● Exercise goal
Of all the lines below, output only those starting at the one with "Target: stone retaining wall" and ending at the one with "Target: distant city skyline", both ends included, exactly as written.

[Records from a collection]
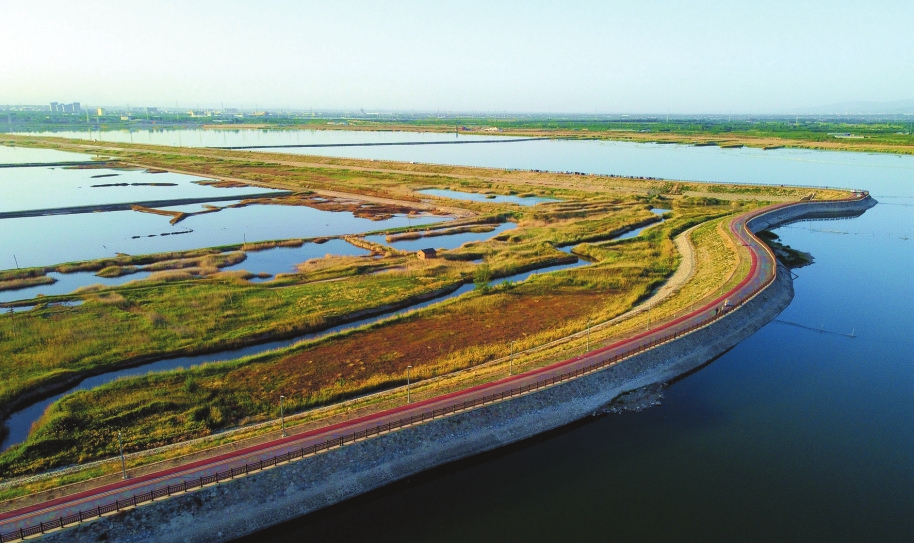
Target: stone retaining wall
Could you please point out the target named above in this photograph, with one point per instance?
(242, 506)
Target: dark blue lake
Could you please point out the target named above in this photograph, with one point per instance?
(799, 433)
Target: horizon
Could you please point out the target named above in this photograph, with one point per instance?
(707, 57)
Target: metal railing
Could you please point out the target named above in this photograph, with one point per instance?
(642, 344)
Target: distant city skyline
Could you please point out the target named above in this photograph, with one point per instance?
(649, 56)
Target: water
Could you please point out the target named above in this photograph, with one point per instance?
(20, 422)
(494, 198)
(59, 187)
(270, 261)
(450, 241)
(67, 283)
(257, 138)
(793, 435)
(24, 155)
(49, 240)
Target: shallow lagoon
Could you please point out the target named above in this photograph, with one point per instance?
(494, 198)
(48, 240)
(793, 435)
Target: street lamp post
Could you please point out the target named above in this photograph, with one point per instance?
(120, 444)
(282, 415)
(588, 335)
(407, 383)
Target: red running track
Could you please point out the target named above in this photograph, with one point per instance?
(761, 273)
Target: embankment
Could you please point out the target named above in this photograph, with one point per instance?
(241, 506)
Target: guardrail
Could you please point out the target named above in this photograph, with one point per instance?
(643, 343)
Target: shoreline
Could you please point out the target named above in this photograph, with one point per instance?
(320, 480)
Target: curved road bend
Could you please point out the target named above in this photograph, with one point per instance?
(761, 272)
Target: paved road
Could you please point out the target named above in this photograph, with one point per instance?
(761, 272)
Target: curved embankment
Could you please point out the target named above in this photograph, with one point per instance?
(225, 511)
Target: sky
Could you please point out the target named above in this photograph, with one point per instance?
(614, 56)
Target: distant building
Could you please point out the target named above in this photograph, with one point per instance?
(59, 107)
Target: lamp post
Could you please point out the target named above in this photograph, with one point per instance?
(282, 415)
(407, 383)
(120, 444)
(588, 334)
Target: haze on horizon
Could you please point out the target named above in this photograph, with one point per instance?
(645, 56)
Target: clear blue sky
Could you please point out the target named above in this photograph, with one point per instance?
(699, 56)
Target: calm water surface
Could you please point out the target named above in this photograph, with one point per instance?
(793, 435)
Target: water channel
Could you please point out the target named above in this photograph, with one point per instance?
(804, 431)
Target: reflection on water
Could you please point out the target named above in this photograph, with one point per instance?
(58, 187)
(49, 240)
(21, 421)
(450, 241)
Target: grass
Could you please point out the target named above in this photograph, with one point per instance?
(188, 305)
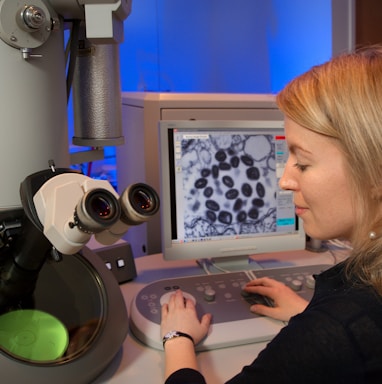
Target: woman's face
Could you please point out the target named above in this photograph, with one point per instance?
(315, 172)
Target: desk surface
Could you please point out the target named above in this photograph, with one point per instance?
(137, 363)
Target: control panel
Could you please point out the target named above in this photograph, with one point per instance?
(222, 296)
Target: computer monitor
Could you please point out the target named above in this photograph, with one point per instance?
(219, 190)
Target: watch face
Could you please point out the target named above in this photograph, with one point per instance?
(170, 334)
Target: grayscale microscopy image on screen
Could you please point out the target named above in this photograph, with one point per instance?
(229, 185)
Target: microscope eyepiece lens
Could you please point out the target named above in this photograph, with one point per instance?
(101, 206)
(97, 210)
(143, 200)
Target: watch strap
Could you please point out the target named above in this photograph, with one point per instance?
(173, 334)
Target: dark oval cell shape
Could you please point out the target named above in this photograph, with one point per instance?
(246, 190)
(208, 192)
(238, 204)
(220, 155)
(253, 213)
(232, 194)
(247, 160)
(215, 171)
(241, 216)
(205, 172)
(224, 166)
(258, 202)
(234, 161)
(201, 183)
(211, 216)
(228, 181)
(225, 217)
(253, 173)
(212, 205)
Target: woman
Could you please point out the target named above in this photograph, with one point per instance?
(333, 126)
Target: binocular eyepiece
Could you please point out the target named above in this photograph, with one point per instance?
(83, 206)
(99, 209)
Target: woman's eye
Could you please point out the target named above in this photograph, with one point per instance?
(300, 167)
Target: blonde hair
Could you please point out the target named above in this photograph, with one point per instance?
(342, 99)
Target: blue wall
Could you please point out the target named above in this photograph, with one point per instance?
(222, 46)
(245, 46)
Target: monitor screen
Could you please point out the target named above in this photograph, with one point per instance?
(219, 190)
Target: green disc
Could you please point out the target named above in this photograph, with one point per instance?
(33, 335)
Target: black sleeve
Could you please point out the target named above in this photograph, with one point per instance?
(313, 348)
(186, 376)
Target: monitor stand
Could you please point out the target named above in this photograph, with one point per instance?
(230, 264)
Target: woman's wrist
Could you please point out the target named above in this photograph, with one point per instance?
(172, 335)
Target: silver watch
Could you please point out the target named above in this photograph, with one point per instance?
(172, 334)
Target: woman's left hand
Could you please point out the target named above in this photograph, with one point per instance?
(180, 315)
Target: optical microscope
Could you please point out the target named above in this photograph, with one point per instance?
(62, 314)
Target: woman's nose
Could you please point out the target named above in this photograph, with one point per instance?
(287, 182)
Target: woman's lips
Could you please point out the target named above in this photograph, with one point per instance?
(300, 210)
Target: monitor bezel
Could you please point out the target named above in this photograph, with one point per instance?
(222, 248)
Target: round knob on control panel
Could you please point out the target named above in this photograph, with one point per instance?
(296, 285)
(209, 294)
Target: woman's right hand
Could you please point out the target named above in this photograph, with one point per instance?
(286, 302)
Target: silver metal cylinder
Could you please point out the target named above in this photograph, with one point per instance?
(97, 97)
==
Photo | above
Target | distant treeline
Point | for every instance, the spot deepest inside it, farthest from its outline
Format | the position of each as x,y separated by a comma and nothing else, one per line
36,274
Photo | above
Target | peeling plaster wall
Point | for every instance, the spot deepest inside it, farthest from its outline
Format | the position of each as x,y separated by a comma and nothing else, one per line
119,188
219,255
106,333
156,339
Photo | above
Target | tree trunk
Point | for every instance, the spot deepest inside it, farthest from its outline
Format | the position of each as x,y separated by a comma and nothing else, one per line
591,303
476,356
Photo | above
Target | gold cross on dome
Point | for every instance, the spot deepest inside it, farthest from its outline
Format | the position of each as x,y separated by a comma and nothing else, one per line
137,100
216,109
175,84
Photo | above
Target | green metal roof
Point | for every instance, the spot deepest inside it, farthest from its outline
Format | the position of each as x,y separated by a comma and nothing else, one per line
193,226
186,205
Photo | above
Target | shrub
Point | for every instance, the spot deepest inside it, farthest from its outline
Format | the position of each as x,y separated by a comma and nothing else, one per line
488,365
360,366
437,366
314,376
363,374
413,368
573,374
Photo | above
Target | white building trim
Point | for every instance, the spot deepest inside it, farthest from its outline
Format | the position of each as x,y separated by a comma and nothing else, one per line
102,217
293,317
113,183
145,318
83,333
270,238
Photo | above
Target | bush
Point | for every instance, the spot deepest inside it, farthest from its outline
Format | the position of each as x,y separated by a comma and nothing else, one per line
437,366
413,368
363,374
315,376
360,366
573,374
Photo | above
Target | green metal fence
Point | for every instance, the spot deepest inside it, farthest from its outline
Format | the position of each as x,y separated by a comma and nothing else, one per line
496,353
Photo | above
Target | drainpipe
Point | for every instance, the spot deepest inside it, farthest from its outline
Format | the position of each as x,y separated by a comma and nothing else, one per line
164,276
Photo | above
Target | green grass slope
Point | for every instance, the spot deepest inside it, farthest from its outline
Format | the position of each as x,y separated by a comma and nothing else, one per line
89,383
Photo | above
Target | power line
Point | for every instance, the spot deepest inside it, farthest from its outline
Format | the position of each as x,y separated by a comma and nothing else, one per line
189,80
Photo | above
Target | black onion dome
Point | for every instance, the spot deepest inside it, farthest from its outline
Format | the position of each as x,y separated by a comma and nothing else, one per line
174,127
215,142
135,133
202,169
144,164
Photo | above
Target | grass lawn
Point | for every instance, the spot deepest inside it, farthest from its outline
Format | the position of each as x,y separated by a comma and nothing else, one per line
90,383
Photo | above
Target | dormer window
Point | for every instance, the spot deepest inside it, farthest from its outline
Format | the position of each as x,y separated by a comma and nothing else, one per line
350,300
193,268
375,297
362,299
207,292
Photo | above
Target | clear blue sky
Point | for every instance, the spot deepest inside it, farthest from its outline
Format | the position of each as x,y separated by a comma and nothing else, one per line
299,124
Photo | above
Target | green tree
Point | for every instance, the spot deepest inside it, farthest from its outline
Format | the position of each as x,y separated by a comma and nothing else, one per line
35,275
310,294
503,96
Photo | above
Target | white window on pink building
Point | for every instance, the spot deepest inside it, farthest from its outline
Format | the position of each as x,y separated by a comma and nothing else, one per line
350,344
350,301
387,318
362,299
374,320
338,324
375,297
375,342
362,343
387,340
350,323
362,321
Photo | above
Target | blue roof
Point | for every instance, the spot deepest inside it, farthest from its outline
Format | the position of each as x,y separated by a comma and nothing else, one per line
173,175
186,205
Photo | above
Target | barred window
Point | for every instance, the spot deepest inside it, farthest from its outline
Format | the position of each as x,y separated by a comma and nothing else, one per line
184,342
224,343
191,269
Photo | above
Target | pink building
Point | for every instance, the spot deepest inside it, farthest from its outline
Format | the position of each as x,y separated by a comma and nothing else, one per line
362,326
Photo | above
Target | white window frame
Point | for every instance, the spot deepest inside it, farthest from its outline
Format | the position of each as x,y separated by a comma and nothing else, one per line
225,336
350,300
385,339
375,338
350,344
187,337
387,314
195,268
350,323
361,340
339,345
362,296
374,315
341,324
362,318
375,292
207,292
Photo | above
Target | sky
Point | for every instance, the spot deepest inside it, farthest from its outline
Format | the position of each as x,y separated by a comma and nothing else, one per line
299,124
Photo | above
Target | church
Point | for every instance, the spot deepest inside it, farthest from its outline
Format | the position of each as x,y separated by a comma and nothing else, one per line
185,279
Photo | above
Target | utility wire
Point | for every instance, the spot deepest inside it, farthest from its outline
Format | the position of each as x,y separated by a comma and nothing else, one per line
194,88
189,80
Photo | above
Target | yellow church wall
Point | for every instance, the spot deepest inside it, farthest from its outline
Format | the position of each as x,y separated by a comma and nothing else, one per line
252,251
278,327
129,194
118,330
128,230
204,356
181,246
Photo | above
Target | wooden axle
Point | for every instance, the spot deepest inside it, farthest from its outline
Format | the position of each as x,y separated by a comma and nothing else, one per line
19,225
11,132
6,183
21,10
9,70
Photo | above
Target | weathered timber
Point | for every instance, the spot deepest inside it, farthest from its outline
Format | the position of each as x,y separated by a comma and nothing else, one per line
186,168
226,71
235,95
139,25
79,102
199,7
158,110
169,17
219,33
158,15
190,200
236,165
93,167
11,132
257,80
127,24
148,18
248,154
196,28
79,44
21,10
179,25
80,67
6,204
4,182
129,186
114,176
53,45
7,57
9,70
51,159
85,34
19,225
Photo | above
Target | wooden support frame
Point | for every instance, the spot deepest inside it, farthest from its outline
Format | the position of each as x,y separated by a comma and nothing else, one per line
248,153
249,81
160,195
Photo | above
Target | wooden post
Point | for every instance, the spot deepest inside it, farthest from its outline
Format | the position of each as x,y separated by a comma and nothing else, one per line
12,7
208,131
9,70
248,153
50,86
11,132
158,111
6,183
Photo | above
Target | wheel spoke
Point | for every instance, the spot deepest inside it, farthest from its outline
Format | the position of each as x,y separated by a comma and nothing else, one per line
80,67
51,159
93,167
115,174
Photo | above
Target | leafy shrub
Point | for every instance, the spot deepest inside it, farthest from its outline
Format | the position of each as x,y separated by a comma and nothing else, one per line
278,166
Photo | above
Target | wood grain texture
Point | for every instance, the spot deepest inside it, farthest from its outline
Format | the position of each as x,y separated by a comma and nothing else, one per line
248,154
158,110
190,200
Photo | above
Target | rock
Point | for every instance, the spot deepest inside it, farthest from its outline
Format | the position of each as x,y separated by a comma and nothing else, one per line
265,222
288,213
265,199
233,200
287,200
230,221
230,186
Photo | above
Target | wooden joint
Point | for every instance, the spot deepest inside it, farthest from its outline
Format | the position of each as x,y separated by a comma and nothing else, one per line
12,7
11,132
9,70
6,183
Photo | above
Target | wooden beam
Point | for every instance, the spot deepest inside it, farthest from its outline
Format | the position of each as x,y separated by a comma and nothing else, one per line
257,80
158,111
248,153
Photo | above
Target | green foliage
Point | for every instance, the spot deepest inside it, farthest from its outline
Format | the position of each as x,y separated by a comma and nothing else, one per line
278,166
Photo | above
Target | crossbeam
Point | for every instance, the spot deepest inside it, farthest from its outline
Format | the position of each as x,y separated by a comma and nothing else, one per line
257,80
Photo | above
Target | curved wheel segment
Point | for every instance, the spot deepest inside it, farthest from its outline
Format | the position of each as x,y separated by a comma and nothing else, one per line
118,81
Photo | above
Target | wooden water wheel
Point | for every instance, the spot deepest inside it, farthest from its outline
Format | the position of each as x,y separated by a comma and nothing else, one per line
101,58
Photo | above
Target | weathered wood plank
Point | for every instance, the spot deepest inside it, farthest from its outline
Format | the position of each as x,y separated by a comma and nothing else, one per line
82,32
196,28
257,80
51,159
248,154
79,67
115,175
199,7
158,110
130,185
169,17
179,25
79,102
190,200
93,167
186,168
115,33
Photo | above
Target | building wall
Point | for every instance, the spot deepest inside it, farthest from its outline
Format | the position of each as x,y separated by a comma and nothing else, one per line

● Your solution
Target: stone retaining wall
Could you please point out the target named above in this photograph, with one point per instance?
(242, 506)
Target: dark blue lake
Could you please point out the target named above in this photograph, with one point per instance?
(799, 433)
Target: horizon
Could you please point out the target named above in this photograph, with one point per instance?
(707, 57)
Target: metal railing
Could you please point out the target named above in this photograph, with one point per instance?
(642, 344)
Target: distant city skyline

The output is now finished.